- _SUPPLIED ENTRIES_
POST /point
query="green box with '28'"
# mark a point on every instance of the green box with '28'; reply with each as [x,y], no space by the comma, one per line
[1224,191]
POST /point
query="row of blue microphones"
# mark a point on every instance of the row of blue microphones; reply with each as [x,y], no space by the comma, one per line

- _WHAT IS REQUIRED_
Please rewrite the whole listing above, replacing every "green box" with "red box" and leaving everything else unchanged.

- _EXERCISE ANSWER_
POST /point
query="red box with '28'"
# mark a point on every instance of the red box with '28'; reply with each as [x,y], no space by the comma, one per line
[1224,191]
POST /point
query="row of blue microphones"
# mark a point on every instance of the row of blue microphones; reply with each as [x,y], no space by the comma, one per line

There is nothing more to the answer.